§ SUPPLIED PASSAGE:
Chat control: 10 principles to defend children in the digital age

The automated scanning of everyone’s private communications, all of the time, constitutes a disproportionate interference with the very essence of the fundamental right to privacy. It can constitute a form of undemocratic mass surveillance, and can have severe and unjustified repercussions on many other fundamental rights and freedoms, too.

By EDRi · February 9, 2022

On 9 February 2022, EDRi releases our 10 principles for derogating from the ePrivacy Directive for the purpose of detecting online child sexual abuse material (CSAM). Our goal is to make sure that any EU proposal to detect online child sexual abuse material (CSAM) is in line with the EU’s fundamental rights obligations, in particular that measures are based on law, serve a legitimate aim in a democratic society, and are objectively necessary and proportionate to that aim. We reiterate these obligations ahead of the European Commission’s proposal for a long-term law to derogate from the ePrivacy Directive for the purpose of detecting online child sexual abuse material (CSAM), which is expected at the end of Q1 2022.

In accordance with EU fundamental rights law, the surveillance or interception of private communications or their metadata for detecting, investigating or prosecuting online CSAM must be limited to genuine suspects against whom there is reasonable suspicion, must be duly justified and specifically warranted, and must follow national and EU rules on policing, due process, good administration, non-discrimination and fundamental rights safeguards.

§ SUPPLIED MATERIAL:

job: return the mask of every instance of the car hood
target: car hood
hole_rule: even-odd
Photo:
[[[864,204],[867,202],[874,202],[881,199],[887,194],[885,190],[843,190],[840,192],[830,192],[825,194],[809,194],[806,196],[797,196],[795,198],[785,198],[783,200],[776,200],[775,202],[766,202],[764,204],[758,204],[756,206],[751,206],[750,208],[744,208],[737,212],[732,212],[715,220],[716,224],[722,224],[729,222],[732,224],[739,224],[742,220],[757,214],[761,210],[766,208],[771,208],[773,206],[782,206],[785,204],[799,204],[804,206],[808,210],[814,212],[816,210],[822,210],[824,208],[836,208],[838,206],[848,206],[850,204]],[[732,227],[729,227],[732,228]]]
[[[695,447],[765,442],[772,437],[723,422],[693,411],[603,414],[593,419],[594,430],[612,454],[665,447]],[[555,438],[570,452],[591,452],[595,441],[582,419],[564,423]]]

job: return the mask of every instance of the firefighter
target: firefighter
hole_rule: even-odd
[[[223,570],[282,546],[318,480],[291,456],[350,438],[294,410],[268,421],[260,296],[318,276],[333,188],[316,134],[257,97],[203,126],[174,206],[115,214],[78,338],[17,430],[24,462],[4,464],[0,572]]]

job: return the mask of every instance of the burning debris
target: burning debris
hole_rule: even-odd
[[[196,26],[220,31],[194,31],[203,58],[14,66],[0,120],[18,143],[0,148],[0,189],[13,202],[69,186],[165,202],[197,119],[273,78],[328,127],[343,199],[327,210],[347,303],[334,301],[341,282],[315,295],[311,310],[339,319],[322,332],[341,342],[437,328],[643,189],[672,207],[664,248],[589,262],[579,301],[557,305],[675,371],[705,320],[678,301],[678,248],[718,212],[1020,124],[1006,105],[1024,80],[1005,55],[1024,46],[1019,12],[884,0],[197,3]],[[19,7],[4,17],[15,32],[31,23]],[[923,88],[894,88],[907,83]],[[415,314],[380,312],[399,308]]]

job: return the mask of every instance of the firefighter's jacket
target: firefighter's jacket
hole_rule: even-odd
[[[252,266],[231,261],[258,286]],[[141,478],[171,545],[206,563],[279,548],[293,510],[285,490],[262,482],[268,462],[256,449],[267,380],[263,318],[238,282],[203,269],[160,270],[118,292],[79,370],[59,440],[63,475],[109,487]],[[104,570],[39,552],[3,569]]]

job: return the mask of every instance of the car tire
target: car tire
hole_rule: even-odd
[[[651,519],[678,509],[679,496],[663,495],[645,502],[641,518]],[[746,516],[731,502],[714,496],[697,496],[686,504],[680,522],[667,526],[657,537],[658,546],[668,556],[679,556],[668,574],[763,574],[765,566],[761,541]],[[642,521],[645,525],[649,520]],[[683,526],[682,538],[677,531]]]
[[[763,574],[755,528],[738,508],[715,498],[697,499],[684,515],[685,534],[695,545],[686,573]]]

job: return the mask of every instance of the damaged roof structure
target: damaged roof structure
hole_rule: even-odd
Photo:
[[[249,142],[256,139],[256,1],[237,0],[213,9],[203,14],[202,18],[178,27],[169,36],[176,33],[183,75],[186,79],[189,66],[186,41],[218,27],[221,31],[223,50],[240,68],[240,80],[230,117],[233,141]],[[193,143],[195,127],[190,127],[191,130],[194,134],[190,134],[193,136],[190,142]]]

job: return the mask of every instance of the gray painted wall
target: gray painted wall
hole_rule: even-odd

§ CHALLENGE 1:
Answer these from the chat control text:
(a) When was the European Commission's proposal for a long-term derogation law expected?
(b) On what date does EDRi release its 10 principles?
(c) To whom must the surveillance or interception of private communications for online CSAM be limited?
§ CHALLENGE 2: According to the chat control text, interception for online CSAM must follow national and EU rules on several areas. List each of those areas.
§ CHALLENGE 3: Reproduce the chat control text between "By EDRi · February" and "of Q1 2022.", inclusive.

§ FULL SOLUTION 1:
(a) At the end of Q1 2022.
(b) On 9 February 2022.
(c) To genuine suspects against whom there is reasonable suspicion.

§ FULL SOLUTION 2:
- Policing
- Due process
- Good administration
- Non-discrimination
- Fundamental rights safeguards

§ FULL SOLUTION 3:
By EDRi · February 9, 2022

On 9 February 2022, EDRi releases our 10 principles for derogating from the ePrivacy Directive for the purpose of detecting online child sexual abuse material (CSAM). Our goal is to make sure that any EU proposal to detect online child sexual abuse material (CSAM) is in line with the EU’s fundamental rights obligations, in particular that measures are based on law, serve a legitimate aim in a democratic society, and are objectively necessary and proportionate to that aim. We reiterate these obligations ahead of the European Commission’s proposal for a long-term law to derogate from the ePrivacy Directive for the purpose of detecting online child sexual abuse material (CSAM), which is expected at the end of Q1 2022.